Entries taken from a collection:
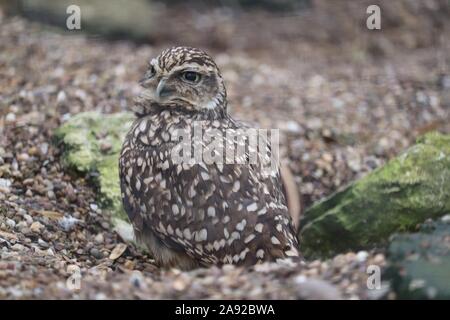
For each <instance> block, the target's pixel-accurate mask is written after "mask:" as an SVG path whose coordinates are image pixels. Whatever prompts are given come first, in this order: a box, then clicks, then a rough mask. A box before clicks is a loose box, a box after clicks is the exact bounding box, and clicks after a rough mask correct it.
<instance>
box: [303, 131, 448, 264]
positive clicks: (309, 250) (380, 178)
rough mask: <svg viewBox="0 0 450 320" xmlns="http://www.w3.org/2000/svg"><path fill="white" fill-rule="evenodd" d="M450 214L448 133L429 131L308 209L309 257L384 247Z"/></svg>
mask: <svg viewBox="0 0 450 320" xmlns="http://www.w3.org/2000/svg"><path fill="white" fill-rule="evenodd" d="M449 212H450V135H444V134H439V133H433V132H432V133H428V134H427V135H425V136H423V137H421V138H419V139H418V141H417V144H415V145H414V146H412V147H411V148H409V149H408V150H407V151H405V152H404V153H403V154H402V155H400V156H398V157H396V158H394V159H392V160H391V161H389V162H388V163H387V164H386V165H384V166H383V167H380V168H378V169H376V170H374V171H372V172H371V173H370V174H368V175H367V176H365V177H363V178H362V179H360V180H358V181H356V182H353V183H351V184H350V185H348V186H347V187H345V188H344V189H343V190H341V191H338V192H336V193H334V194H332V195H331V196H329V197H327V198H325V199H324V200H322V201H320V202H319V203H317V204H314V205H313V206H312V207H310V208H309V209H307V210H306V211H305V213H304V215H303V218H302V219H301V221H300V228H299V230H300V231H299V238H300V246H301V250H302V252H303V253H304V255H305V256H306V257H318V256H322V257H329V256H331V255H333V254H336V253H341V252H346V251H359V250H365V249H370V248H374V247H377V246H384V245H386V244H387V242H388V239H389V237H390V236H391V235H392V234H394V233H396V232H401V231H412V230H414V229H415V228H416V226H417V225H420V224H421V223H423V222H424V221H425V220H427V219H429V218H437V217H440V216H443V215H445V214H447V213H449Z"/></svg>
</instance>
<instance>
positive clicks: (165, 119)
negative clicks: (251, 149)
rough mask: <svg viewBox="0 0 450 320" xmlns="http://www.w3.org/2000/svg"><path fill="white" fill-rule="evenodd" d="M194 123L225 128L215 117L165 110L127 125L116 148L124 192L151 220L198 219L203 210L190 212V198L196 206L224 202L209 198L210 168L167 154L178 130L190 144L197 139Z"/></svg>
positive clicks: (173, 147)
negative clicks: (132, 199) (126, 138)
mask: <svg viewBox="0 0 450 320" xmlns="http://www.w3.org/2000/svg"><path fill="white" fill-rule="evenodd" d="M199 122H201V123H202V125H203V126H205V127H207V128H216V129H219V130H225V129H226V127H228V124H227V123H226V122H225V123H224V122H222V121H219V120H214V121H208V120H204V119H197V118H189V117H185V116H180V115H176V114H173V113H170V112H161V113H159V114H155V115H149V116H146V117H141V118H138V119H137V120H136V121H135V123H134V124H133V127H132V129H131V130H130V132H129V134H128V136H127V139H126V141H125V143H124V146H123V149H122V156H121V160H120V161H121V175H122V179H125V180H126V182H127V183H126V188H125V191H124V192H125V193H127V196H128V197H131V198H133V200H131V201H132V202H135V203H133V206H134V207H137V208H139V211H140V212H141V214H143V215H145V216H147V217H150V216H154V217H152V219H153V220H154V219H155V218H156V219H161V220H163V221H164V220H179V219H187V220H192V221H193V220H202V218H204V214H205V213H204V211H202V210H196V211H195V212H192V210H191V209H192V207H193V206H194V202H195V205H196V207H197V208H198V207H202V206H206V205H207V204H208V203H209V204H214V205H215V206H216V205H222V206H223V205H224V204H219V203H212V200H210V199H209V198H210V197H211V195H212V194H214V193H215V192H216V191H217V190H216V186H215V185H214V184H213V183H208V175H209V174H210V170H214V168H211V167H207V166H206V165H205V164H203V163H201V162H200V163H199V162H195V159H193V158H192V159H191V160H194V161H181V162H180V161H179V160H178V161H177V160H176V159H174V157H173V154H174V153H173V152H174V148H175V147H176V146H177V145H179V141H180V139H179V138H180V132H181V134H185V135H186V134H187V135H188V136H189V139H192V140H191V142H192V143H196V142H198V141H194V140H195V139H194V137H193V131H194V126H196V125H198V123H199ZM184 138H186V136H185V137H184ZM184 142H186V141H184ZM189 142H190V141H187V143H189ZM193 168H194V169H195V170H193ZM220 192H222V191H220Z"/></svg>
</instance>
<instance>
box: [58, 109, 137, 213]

(TASK DIRECTIONS) An exact copy of all the entries above is required, with every picture left out.

(REPLY)
For each <instance> block, the target's pixel-accurate mask is written after "mask:" as an SVG path whose coordinates are image pixels. Whatever prompts are given come first, in this order: a box, then clicks, then a rough mask. A box before clicks is a loose box, a box after clicks is the exact bounding box, and clicks after a rough mask correct it.
<instance>
box: [303, 131, 448, 264]
positive clicks: (309, 250) (380, 178)
rough mask: <svg viewBox="0 0 450 320" xmlns="http://www.w3.org/2000/svg"><path fill="white" fill-rule="evenodd" d="M450 214L448 133L429 131L308 209L309 257L384 247Z"/></svg>
mask: <svg viewBox="0 0 450 320" xmlns="http://www.w3.org/2000/svg"><path fill="white" fill-rule="evenodd" d="M449 212H450V135H444V134H439V133H433V132H432V133H428V134H427V135H425V136H423V137H421V138H419V139H418V141H417V144H415V145H414V146H412V147H411V148H409V149H408V150H407V151H405V152H404V153H403V154H402V155H400V156H398V157H396V158H394V159H392V160H391V161H389V162H388V163H387V164H386V165H384V166H383V167H380V168H378V169H376V170H374V171H372V172H371V173H370V174H368V175H367V176H365V177H363V178H362V179H360V180H358V181H356V182H353V183H351V184H350V185H348V186H347V187H345V188H344V189H343V190H341V191H338V192H336V193H334V194H332V195H331V196H329V197H327V198H325V199H324V200H322V201H320V202H319V203H317V204H314V205H313V206H312V207H310V208H309V209H307V210H306V211H305V213H304V215H303V218H302V219H301V221H300V228H299V230H300V231H299V238H300V246H301V250H302V252H303V253H304V255H305V256H306V257H318V256H322V257H329V256H331V255H333V254H336V253H341V252H346V251H359V250H365V249H370V248H374V247H377V246H384V245H386V244H387V242H388V239H389V237H390V236H391V235H392V234H394V233H396V232H401V231H412V230H414V229H415V228H416V226H417V225H420V224H421V223H423V222H424V221H425V220H427V219H429V218H437V217H440V216H443V215H445V214H447V213H449Z"/></svg>
</instance>
<instance>
positive clicks: (165, 119)
negative clicks: (251, 149)
rough mask: <svg viewBox="0 0 450 320" xmlns="http://www.w3.org/2000/svg"><path fill="white" fill-rule="evenodd" d="M194 123L225 128L215 117L165 110L127 125L116 148L124 192L151 220L198 219L203 210L190 212V198L196 206L224 202L209 198L210 168L167 154L178 130L190 144L197 139Z"/></svg>
positive clicks: (173, 147)
negative clicks: (132, 199) (126, 138)
mask: <svg viewBox="0 0 450 320" xmlns="http://www.w3.org/2000/svg"><path fill="white" fill-rule="evenodd" d="M199 122H201V123H202V125H203V126H205V127H207V128H216V129H219V130H225V129H226V127H228V124H227V123H226V122H225V123H224V122H222V121H219V120H214V121H208V120H204V119H197V118H189V117H185V116H180V115H176V114H173V113H170V112H161V113H159V114H155V115H149V116H146V117H141V118H138V119H137V120H136V121H135V123H134V124H133V127H132V129H131V130H130V132H129V134H128V136H127V139H126V141H125V143H124V146H123V149H122V156H121V160H120V161H121V175H122V179H125V180H126V182H127V183H126V188H125V191H124V192H125V193H127V196H128V197H131V198H133V200H131V201H132V202H135V203H133V206H134V207H137V208H139V211H140V212H141V214H143V215H145V216H147V217H150V216H154V217H152V219H153V220H154V219H155V218H156V219H161V220H163V221H164V220H179V219H187V220H192V221H193V220H202V218H204V214H205V213H204V211H202V210H196V211H195V212H192V210H191V209H192V207H193V206H194V202H195V205H196V207H197V208H198V207H202V206H206V205H207V204H208V203H209V204H214V205H215V206H216V205H222V206H223V205H224V204H219V203H212V200H210V199H209V198H210V197H211V195H212V194H214V193H215V192H216V191H217V190H216V186H215V185H214V184H213V183H208V175H209V174H210V170H214V168H211V167H207V166H206V165H205V164H203V163H201V162H200V163H199V162H195V159H193V158H192V159H191V160H194V161H181V162H180V161H179V160H178V161H177V160H176V159H174V157H173V154H174V153H173V152H174V148H175V147H176V146H177V145H179V141H180V139H179V138H180V132H181V134H185V135H186V134H187V135H188V136H189V139H192V140H191V142H192V143H196V142H198V141H194V140H195V139H194V137H193V131H194V126H196V125H198V123H199ZM184 138H186V136H185V137H184ZM184 142H186V141H184ZM189 142H190V141H187V143H189ZM193 168H194V169H195V170H193ZM220 192H222V191H220Z"/></svg>
</instance>
<instance>
box: [58, 109, 137, 213]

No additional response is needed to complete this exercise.